* Votre objectif
D'après l'extrait sur la marche, qu'était l'appel des sentiers, outre une promesse de paysages ?
━━ Extrait
Pourquoi partir, encore ? Pourquoi laisser derrière soi ce que certains appellent stabilité, confort ou routine ? Pourquoi choisir l’incertain, l’éloignement, la poussière et l’inconnu ?

Il fut un temps où ma vie semblait paisible, presque oisive. Mais déjà, en moi, quelque chose se fissurait. Un refus sourd du convenu, une soif mal définie d’ailleurs. Je ne fuyais pas, ou alors, si je m’évadais, c’était pour mieux me retrouver.

L’appel des sentiers n’était pas seulement une promesse de paysages, c’était une urgence intérieure. Il me fallait marcher.

Marcher, ce n’est pas simplement avancer

Marcher, c’est s’alléger en se débarrassant de ses inerties. C’est découvrir, au fil des pas, des terres autant extérieures qu’intérieures. C’est dormir là où l’on peut, tel que l’on est.

C’est laisser derrière soi les certitudes, les convenances, les horaires, les miroirs.
━━━━
━━ Enregistrements conservés
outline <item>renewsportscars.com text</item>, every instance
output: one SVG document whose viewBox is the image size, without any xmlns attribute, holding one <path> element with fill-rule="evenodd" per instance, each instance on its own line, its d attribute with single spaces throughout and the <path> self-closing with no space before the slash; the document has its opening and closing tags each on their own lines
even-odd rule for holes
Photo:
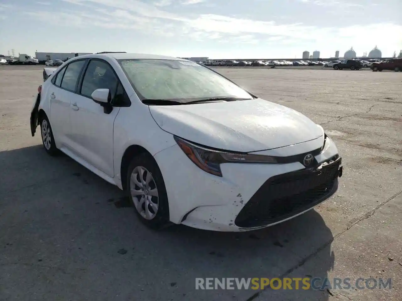
<svg viewBox="0 0 402 301">
<path fill-rule="evenodd" d="M 196 278 L 196 289 L 391 289 L 391 278 Z"/>
</svg>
━━━━
* Réponse à la consigne
C'était une urgence intérieure.